#### EXCERPT PROVIDED:
___

Coinbase Logo

Language and region

Optimizations in SOON (Spark cOntinuOus iNgestion) - Part 2

Tl;dr: Building a streaming ingestion framework at scale can be complex and expensive. In this part of the SOON blog series, we highlight some of the performance optimizations and improvements we have incorporated in SOON.

By The Coinbase Data Platform & Services Team

Engineering

, February 8, 2023

Coinbase

In a recent blog post, we introduced Spark cOntinuOus iNgestion (SOON) and its ecosystem — a unified, easy-to-use, and reliable framework for near real-time incremental streaming data ingestion. With an increasing number of large datasets getting on-boarded to SOON, it becomes important to improve the ingestion performance at the system level. In this blog post, we dive deeper into some well-known and out-of-the-box performance improvement ideas we have incorporated in SOON.

By working to optimize SOON, we are trying to counter the following:

  • Reduce ingestion cost by limiting compute resources. Streaming ingestion is more expensive than batch processing most of the time. Even though we multiplex ingestion pipelines to Spark clusters and enable auto-scaling, due to the nature of streaming, we keep the clusters always ON. So, a constant theme of our optimization strategy is to use as few resources as possible to reduce the ingestion cost of data streaming to the data warehouse.

  • Strikethe right balance between latency and cost. We have tiers of clusters serving similar ingestion jobs with similar latency SLOs. This results in independently configurable clusters based on the use cases and latency requirements; i.e. machine types or spark configs for CDC (Change Data Capture) and append-only events can be different. 

  • Integration with existing Data Platform Solutions at Coinbase. Snowflake is still being used as the primary data warehouse solution at Coinbase, which results in duplicate data in both Snowflake and Delta Lake. We want to have comparable user experience and performance while querying data in Delta Lake.

___

#### SOURCE MATERIAL:
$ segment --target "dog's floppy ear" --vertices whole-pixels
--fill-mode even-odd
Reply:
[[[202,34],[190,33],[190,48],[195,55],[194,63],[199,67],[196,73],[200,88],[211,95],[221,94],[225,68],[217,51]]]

___

#### PROBLEM SET:
1. Please pull from the SOON optimization post the passage starting with "By working to" and going on through "can be different.", word for word.
2. Write the next part of the SOON optimization post, picking up after its final sentence.

#### ANSWER SET:
1.
By working to optimize SOON, we are trying to counter the following:

  • Reduce ingestion cost by limiting compute resources. Streaming ingestion is more expensive than batch processing most of the time. Even though we multiplex ingestion pipelines to Spark clusters and enable auto-scaling, due to the nature of streaming, we keep the clusters always ON. So, a constant theme of our optimization strategy is to use as few resources as possible to reduce the ingestion cost of data streaming to the data warehouse.

  • Strikethe right balance between latency and cost. We have tiers of clusters serving similar ingestion jobs with similar latency SLOs. This results in independently configurable clusters based on the use cases and latency requirements; i.e. machine types or spark configs for CDC (Change Data Capture) and append-only events can be different.

2.
Merge optimizations

SOON supports both inserting (append-only) and merging (upsert + delete) for two types of Kafka events, CDC and non-CDC, to the Delta Lake. It can be used for different use cases, like merge updates and deduplication, at different scales from petabytes of append-only backend events to terabytes of database replication. 

Ingesting append-only events is relatively straightforward, as we need to take care of proper partitioning schemes and ensure not falling into the small file problem. In merge scenarios, the slowest performing part is the merge operation, which takes close to 80% of the overall micro-batch processing time. In order to optimize non-append-only ingestions, we want to attempt the merge operation.

A pseudo query for the merge operation in SOON:

updatedscreenshots

The merge operation updates, inserts, and deletes data in the target Delta Lake table by comparing it with the incremental micro-batch built from the source Kafka topic. The `id` column in this merge query is a merge key that the user needs to configure for the SOON job.

The performance impact of the merge query is not surprising since the merge query involves two joins with massive I/O:

  • A first inner join to find a set of parquet files corresponding to the match condition based on the merge key in the delta table.

  • A second outer join to write back newly-created parquet files after performing the insert/update/delete.

Common tuning for efficient merge operations

So far, we have identified the bottleneck and researched some solutions around it. We used a few commonly known optimization practices for merge operations in SOON.

  • Partitioning: We expose configs to allow traditional time-based partitioning and extensively use partitioning schemes for non-CDC events. What we found is that partitioning enhances performance drastically. For CDC events, partitioning does not look like a good idea in our setup due to the following:

  • Kafka Connect sends delete events with only the merge keys, which don’t contain any information about the partition timestamp columns. (It would be a bad idea to use merge keys as the partition columns due to its cardinality)

  • For most database tables, partitioning based on hour/date will cause many small files in different partitions for each micro-batch merge operation.

  • There might not simply be an immutable event timestamp field for partitioning.

  • Caching the Data Frame: We cache the intermediate Spark dataframes in memory wherever possible

  • Z-Order on the Merge Keys: We enable Z-order by default on merge keys for better data skipping. However, the delta lake (DBR 11.2 without Photon) merge query doesn’t leverage the column statistics or the Z-ordered columns.

  • Adjusting the shuffle partitions: We tune the shuffle partitions based on the Kafka topic traffic volume

  • Photon Engine: We found that Photon, the next Generation Lakehouse engine written in C++, is more performant for merge operations and SOON jobs, but we need to weigh its additional cost and performance gains vs. latency/SLA requirements on a case by case basis. (We are actively working with Databricks to further improve cost vs. performance gain with Photon).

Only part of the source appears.